*PROBLEM*
An exact copy of all the records is the expected answer.

(Source records)
────

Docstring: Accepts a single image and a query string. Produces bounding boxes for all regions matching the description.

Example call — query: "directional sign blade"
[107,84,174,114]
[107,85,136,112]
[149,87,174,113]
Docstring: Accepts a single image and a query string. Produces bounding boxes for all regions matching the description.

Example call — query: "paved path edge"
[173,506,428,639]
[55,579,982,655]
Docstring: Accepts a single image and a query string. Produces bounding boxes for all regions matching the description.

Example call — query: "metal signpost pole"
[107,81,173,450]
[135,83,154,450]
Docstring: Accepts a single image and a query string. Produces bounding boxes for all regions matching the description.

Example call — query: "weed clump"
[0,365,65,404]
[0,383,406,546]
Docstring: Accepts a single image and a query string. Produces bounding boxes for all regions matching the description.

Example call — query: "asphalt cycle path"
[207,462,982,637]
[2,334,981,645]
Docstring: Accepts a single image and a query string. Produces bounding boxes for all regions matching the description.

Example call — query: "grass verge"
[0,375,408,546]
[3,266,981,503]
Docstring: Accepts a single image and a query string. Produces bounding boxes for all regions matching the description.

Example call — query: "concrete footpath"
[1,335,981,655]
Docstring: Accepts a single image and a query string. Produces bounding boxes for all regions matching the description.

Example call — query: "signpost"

────

*EXPECTED ANSWER*
Docstring: Accepts a single image and a query string. Produces bounding boxes for all regions matching the description.

Example call — query: "directional sign blade"
[107,84,174,114]
[107,85,136,112]
[149,87,174,113]
Docstring: Accepts a single image and a query string. Produces bounding boxes for all regions matching the description.

Example call — query: "paved path edge"
[173,506,428,639]
[55,579,982,655]
Docstring: Accepts a single image and a query string. Produces bounding boxes for all regions matching the description.

Example call — query: "metal signpost pole"
[107,81,173,450]
[135,83,154,450]
Docstring: Accepts a single image and a query string. Produces bounding boxes for all regions matching the description.

Example call — query: "weed clump"
[0,365,65,404]
[0,383,406,546]
Docstring: Accepts a single image and a query string. Produces bounding boxes for all regions matching the description.

Example call — query: "asphalt cycle path"
[207,462,982,637]
[2,334,981,645]
Docstring: Accepts a single image and a query string. Produces bounding boxes for all regions matching the description.

Example call — query: "grass verge"
[0,375,408,546]
[3,266,981,503]
Docstring: Accepts a single image and a query string. Produces bounding boxes for all regions matching the description.

Example call — query: "concrete footpath"
[1,335,981,655]
Docstring: Accepts a single image and a query string. Produces bounding boxes for all regions matching the description.

Example call — query: "signpost"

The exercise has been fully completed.